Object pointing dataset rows
□ □ □ □ □

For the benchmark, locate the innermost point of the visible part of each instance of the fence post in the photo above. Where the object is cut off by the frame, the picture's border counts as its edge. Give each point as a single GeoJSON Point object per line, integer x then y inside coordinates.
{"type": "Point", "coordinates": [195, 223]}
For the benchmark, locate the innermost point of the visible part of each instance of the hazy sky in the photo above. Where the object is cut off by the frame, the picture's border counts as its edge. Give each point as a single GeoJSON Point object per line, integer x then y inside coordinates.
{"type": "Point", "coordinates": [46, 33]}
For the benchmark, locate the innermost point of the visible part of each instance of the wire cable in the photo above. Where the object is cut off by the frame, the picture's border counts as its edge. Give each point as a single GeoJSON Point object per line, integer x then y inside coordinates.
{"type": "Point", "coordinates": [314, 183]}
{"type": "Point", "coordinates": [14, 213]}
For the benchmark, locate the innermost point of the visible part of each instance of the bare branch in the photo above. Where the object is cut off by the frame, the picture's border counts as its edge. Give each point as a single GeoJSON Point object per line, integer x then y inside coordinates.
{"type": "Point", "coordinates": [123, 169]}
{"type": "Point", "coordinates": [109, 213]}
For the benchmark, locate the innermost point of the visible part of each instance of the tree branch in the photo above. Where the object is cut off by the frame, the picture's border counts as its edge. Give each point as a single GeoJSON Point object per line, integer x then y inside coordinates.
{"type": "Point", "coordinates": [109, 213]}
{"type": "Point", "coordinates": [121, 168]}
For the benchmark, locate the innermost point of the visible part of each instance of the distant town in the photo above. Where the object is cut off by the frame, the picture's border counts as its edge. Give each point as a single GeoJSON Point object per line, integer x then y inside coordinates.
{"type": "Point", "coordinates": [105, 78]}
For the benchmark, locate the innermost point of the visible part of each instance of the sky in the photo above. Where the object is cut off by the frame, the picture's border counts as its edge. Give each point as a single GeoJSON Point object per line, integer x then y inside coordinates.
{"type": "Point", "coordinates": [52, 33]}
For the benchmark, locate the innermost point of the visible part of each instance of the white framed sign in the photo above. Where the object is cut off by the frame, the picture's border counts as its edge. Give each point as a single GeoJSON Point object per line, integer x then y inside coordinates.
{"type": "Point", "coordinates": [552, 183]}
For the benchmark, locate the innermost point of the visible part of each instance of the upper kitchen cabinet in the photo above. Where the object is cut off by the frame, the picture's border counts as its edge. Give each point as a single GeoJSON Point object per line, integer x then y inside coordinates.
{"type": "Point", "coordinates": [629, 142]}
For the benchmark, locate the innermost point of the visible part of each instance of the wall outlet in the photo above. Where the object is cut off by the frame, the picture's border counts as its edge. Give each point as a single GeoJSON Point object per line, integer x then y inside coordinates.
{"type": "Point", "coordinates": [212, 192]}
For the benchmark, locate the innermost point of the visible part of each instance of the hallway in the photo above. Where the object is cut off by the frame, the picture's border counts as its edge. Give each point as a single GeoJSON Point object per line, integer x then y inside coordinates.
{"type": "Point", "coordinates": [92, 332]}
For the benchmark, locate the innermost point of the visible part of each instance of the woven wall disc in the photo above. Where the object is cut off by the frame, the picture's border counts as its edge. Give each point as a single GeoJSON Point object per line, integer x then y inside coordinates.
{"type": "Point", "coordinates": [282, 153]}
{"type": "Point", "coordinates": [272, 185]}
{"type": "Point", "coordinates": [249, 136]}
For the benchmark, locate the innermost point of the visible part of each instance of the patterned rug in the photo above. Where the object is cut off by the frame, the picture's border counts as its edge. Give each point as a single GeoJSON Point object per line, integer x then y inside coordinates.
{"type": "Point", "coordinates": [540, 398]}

□ □ □ □ □

AIM =>
Set down, unchanged, the line that contains "of the upper" together with every later line in the records, through the last one.

ANSWER TO THIS PROBLEM =>
For the benchmark, locate the innermost point of the visible part of each instance of the upper kitchen cabinet in the photo above. Where the object is cut off by the frame, the picture's border counts as its edge. Give each point as a single GeoJSON Point object per line, integer x then y inside coordinates.
{"type": "Point", "coordinates": [629, 142]}
For the benchmark, locate the innermost point of the visible part of each instance of the wall outlet in the photo above. Where the object is cut off by the frame, the picture's border counts as its edge. Give each point as a single GeoJSON Point object per line, integer x then y inside coordinates.
{"type": "Point", "coordinates": [212, 192]}
For the benchmark, locate the innermost point of the visible part of each instance of the hallway in the photo above. Where the object is cut off by the frame, the picture's border counts as its edge. Give each point as a single GeoJSON Point object per line, integer x then y inside coordinates.
{"type": "Point", "coordinates": [92, 332]}
For the benchmark, locate the innermost point of the visible part of each instance of the woven wall disc in the photo above. Where the object is cut off by the frame, the picture's border counts as its edge. Give each point as a single GeoJSON Point object per line, integer x then y inside coordinates.
{"type": "Point", "coordinates": [282, 153]}
{"type": "Point", "coordinates": [272, 185]}
{"type": "Point", "coordinates": [249, 136]}
For the benchmark, locate the innermost point of the visible part of each instance of the patterned rug in the photo above. Where the object is cut off by the frame, the picture's border counts as its edge. Give each point as a single GeoJSON Point object per line, integer x then y inside coordinates.
{"type": "Point", "coordinates": [540, 398]}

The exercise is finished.